Task statement
Each entry must be given again exactly; images do not belong in the copy.

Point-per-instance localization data
========

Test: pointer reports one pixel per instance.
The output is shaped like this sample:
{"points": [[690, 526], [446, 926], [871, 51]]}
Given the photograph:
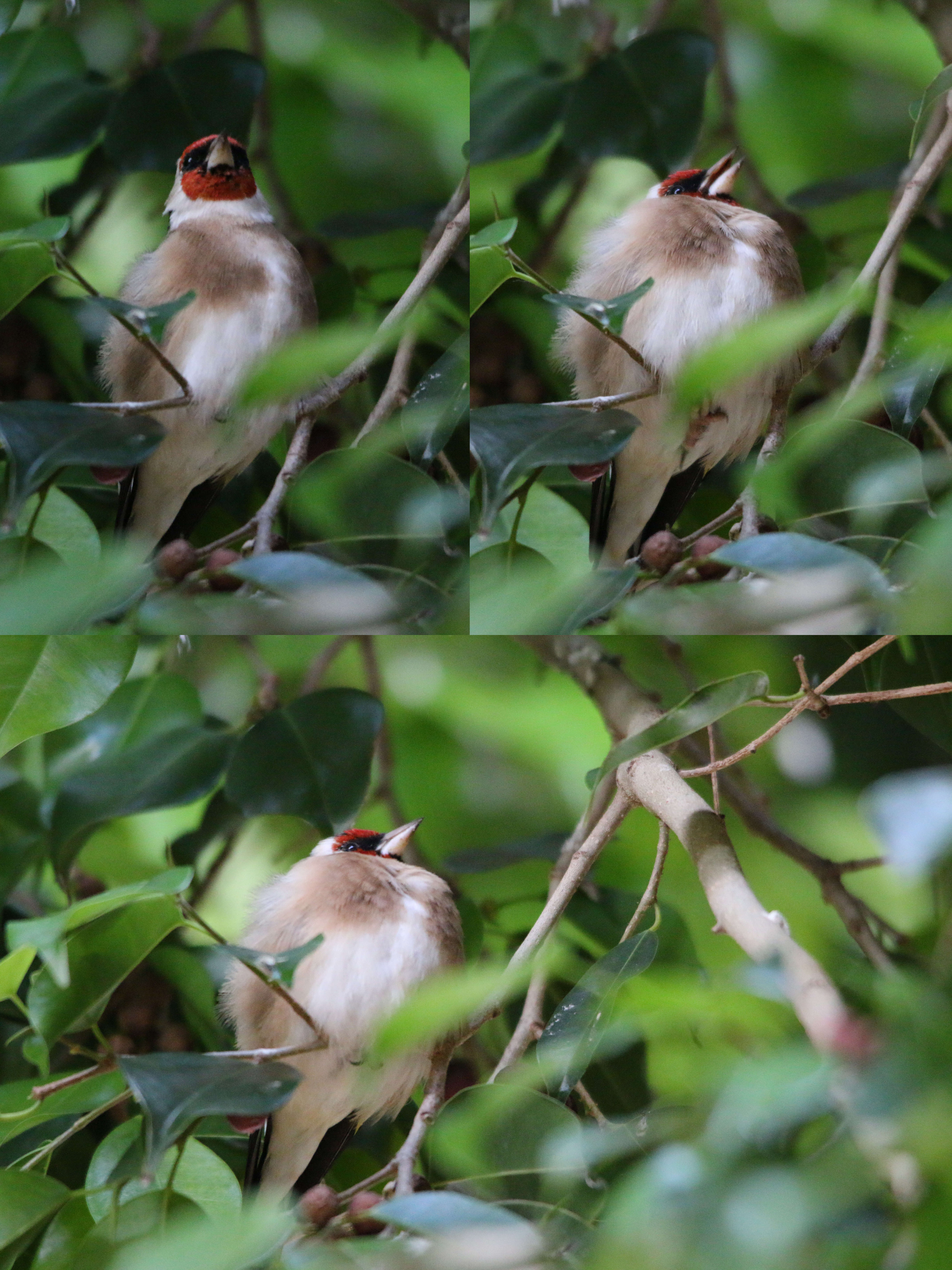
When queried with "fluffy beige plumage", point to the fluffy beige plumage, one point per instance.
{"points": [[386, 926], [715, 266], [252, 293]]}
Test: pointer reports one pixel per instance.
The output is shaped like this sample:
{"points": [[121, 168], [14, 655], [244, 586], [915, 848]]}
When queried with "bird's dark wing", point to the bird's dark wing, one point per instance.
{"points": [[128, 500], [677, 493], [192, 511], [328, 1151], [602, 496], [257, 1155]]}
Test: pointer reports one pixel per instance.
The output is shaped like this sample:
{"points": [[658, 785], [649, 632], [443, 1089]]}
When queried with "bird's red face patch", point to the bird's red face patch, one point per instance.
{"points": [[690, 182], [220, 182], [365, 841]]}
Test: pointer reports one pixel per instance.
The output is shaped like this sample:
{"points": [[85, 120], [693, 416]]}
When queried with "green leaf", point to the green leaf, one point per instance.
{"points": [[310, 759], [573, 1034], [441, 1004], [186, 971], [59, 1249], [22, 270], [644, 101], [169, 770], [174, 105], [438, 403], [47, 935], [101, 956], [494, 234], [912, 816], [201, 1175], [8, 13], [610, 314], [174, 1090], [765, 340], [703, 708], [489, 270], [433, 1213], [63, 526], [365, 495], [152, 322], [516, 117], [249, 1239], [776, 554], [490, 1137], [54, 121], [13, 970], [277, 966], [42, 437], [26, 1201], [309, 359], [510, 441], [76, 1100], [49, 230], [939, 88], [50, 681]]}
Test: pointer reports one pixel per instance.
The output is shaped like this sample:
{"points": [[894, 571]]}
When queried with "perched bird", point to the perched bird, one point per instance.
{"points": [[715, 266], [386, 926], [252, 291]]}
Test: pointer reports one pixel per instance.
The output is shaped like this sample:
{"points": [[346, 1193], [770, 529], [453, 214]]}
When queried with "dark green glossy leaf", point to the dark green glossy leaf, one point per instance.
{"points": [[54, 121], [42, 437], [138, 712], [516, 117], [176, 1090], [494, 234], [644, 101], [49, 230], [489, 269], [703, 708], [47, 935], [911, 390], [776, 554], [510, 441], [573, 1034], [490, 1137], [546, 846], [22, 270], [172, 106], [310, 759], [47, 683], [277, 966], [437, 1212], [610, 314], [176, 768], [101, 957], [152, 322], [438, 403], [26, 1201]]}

========

Result of this task
Test: pointer reports one pixel per instance.
The output is shaped like this sample:
{"points": [[690, 526], [446, 926], [871, 51]]}
Given the photograph:
When queried with "fluffy beige plumage", point to the fluffy beige plumage, one point per instance.
{"points": [[386, 926], [715, 266], [252, 293]]}
Test: pointer reports one pixel per instance.
The output is shaped like this sample:
{"points": [[121, 168], [14, 655], [244, 586], [915, 848]]}
When queried with "bird's dark wing", point to the bird's dark wing, one point per instance.
{"points": [[128, 500], [677, 493], [192, 511], [328, 1151], [602, 496], [257, 1155]]}
Test: pointer reports one pixel per instance.
The output is shaped like this sample:
{"points": [[658, 785], [649, 632], [443, 1089]]}
When queried with "bird's red face patch", point to the bird's red face patch, one point per instance.
{"points": [[690, 182], [220, 182], [365, 841]]}
Test: pointer reports one pixel per instance.
The output is shaped like this sample:
{"points": [[85, 120], [693, 416]]}
When queried with "green leaf", point to the green leaf, one point per instance.
{"points": [[310, 759], [573, 1034], [441, 1004], [186, 971], [59, 1249], [22, 270], [644, 101], [169, 770], [174, 105], [438, 403], [47, 935], [101, 956], [494, 234], [912, 816], [201, 1175], [8, 13], [610, 314], [174, 1090], [765, 340], [703, 708], [489, 270], [433, 1213], [63, 526], [365, 495], [152, 322], [516, 117], [249, 1239], [776, 554], [490, 1137], [54, 121], [13, 970], [277, 966], [42, 437], [26, 1201], [309, 359], [510, 441], [76, 1100], [49, 230], [939, 88], [50, 681]]}
Test: pointer reports one pixel per instance.
The output is shaped like this sample:
{"points": [[894, 571]]}
When queried with "perched bird", point to the perched bird, one point per instance.
{"points": [[715, 266], [386, 926], [252, 291]]}
Test: pointer reports one pixel per instance.
The output is shaped like this sample:
{"points": [[346, 1193], [770, 529], [453, 214]]}
When queried with "dark green glossy leaf", point to the dark green glossy leaf, one point per instance.
{"points": [[54, 121], [42, 437], [138, 712], [516, 117], [176, 1090], [494, 234], [644, 101], [49, 230], [489, 269], [703, 708], [47, 935], [911, 390], [776, 554], [510, 441], [573, 1034], [490, 1137], [546, 846], [22, 270], [172, 106], [310, 759], [47, 683], [277, 966], [437, 1212], [610, 314], [176, 768], [101, 957], [152, 322], [438, 403], [26, 1201]]}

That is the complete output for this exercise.